Collect every line below that contains the word "leaf", and copy each one in the order it appears.

##### Data for this task #####

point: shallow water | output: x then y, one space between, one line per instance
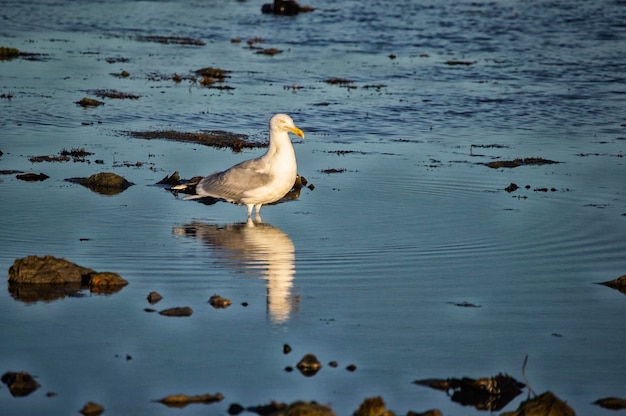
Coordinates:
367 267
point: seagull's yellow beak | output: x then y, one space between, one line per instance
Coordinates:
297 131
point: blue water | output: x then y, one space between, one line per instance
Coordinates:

#####
##### Data for this task #####

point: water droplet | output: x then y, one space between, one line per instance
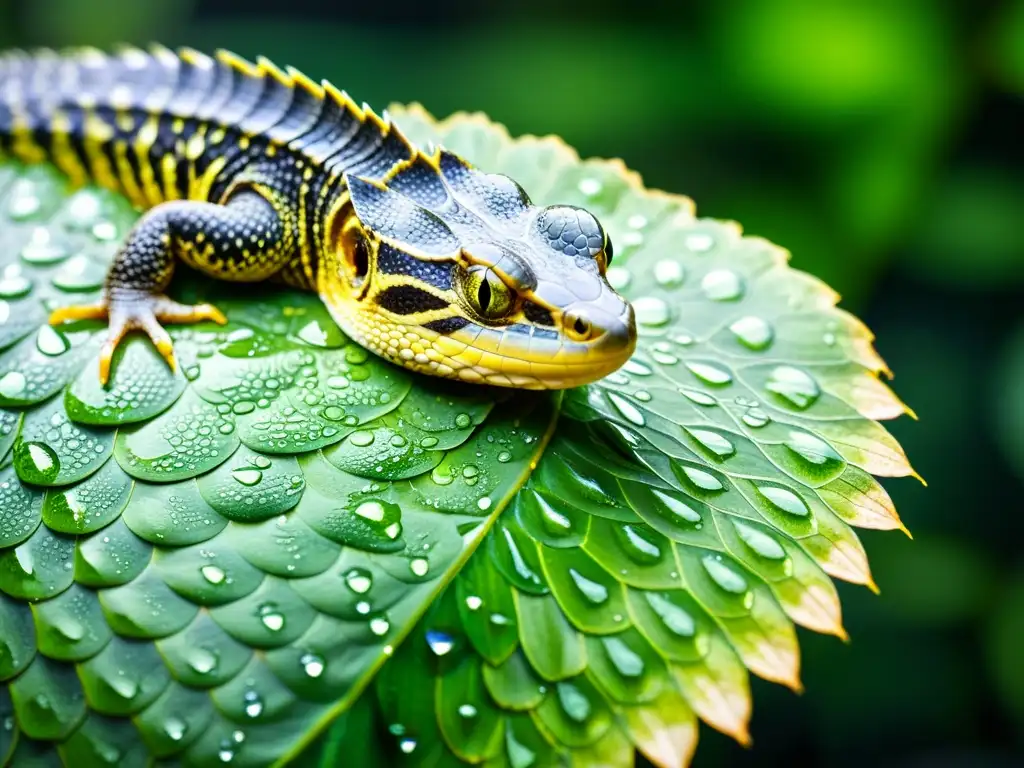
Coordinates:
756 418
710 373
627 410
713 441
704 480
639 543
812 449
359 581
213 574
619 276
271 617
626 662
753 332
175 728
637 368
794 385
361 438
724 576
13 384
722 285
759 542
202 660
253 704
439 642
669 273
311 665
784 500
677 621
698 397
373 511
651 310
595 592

#####
##### Data for this task #####

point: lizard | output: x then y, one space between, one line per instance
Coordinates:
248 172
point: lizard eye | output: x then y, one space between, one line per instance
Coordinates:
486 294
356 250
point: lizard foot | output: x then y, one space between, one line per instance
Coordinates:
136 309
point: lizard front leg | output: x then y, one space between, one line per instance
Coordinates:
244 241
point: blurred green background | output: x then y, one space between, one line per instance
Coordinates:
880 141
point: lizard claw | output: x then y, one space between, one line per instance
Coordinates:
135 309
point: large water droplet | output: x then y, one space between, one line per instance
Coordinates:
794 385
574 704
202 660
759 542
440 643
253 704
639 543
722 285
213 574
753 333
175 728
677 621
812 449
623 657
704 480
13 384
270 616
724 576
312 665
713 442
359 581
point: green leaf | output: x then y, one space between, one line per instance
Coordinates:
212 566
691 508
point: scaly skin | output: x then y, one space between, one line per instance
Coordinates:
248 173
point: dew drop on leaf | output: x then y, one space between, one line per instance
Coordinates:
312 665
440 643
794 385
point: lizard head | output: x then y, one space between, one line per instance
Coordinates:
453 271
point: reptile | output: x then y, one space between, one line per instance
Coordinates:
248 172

#####

Answer in full »
point: green leaf | output: x then y, one space between, one line per instance
point: dew drop on leaf | output: x then y, one space between, one line per instance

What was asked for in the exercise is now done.